Reproduce all the entries exactly and keep the pictures out.

Stored data:
────────────────────
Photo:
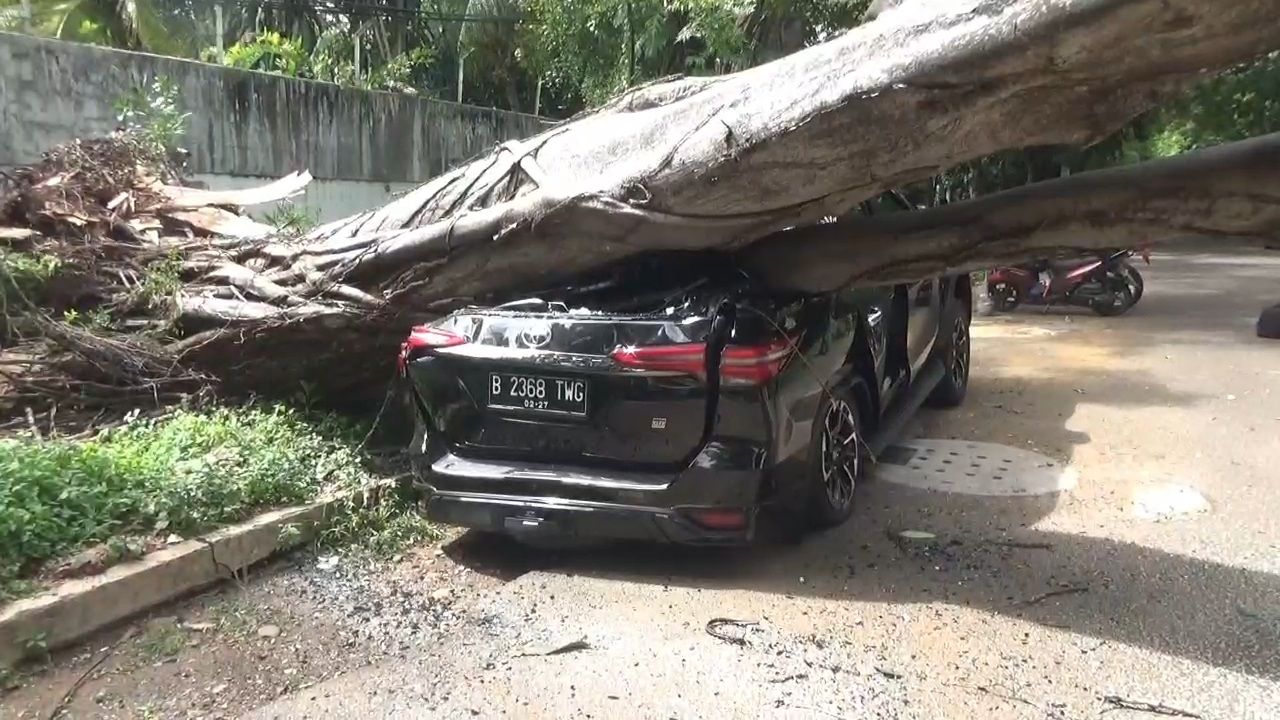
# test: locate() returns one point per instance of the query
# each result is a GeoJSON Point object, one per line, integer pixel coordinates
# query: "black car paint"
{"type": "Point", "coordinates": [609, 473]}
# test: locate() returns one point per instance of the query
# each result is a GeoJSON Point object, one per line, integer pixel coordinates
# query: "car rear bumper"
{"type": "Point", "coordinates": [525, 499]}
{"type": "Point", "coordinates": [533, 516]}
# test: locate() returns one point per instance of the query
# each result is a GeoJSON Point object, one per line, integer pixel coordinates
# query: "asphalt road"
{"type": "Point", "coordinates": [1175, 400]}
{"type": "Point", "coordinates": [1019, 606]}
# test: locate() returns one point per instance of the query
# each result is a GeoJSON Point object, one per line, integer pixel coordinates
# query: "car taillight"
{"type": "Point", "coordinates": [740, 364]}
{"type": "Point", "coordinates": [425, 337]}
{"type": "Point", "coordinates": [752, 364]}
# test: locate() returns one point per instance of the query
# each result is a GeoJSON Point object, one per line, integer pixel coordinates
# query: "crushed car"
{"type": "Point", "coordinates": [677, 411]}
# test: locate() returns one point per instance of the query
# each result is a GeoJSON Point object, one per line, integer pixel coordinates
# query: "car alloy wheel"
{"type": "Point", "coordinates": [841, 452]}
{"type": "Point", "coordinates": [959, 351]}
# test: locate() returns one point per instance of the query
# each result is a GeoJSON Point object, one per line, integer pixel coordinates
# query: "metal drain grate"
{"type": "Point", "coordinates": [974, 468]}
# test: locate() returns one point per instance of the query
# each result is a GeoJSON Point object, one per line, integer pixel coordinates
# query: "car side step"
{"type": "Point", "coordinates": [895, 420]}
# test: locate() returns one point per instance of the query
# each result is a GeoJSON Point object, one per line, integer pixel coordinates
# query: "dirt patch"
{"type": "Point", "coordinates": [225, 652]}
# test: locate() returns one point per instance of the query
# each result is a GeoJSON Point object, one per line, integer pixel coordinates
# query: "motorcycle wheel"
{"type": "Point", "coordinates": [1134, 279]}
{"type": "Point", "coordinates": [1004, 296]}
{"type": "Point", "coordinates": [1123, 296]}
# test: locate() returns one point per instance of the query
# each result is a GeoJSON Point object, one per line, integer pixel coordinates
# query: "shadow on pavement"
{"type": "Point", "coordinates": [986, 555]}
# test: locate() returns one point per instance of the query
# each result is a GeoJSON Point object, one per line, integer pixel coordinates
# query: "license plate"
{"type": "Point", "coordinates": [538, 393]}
────────────────────
**RESULT**
Photo:
# test: locate() returns one point per instance of the query
# each result is a GeoJSON Point object, one per line, integer pixel coordinates
# query: "black car paint"
{"type": "Point", "coordinates": [609, 473]}
# test: locate() returns one point per instance of the query
# each result is a GeoJSON Point object, one per line, integer pixel coordinates
# query: "car rear bumper"
{"type": "Point", "coordinates": [525, 499]}
{"type": "Point", "coordinates": [533, 516]}
# test: locate() returns one point per instance of the query
# each result is a GeoJSON Point object, one per line, integer pixel coordinates
# query: "asphalt road"
{"type": "Point", "coordinates": [1175, 400]}
{"type": "Point", "coordinates": [1019, 606]}
# test: locate() returns one point per instance of the query
# each result is a GeoJSON Point object, one per line, integer pixel coordinates
# query: "car taillight"
{"type": "Point", "coordinates": [740, 364]}
{"type": "Point", "coordinates": [425, 337]}
{"type": "Point", "coordinates": [752, 364]}
# test: locate() returns one point per instance of the query
# each result is a GeoJSON Point object, one per line, integer pixel coordinates
# query: "crushed car"
{"type": "Point", "coordinates": [677, 411]}
# test: locate() returns one point per instance of the query
# each result is a GeoJSON Point object, one per line, integer pixel coordinates
# query: "car alloy wheel"
{"type": "Point", "coordinates": [841, 452]}
{"type": "Point", "coordinates": [959, 351]}
# test: locate() returns one point per instance of the query
# each result is a GeoJSON Point object, one per line, integer pixel coordinates
# query: "metal drain grate"
{"type": "Point", "coordinates": [974, 468]}
# test: locate() returns one point per instance of the query
# each result is a GeoJSON Point object, one per line, integer pixel coordinates
# query: "car side step"
{"type": "Point", "coordinates": [895, 420]}
# test: locate() returns one point per instance of the query
# each result is a GeoJSON Point object, one per line, integer pixel coordinates
# query: "dirt patch"
{"type": "Point", "coordinates": [225, 652]}
# test: locate() returns one point per instance of the query
# each result is a GeoJSON Point object, one per line, integer pixel coordinates
# query: "motorcycle wheel"
{"type": "Point", "coordinates": [1134, 279]}
{"type": "Point", "coordinates": [1004, 296]}
{"type": "Point", "coordinates": [1123, 296]}
# test: locate() returns one point per instance of the query
# each result is a GeoJSON Point object, one per line, integer pixel coordinates
# query: "shadow on pavement"
{"type": "Point", "coordinates": [986, 555]}
# test: locate() returns one point per instance of the query
# each result is a GeoJSON Point object, one per line, integer pixel coordinates
# query: "license plate"
{"type": "Point", "coordinates": [538, 393]}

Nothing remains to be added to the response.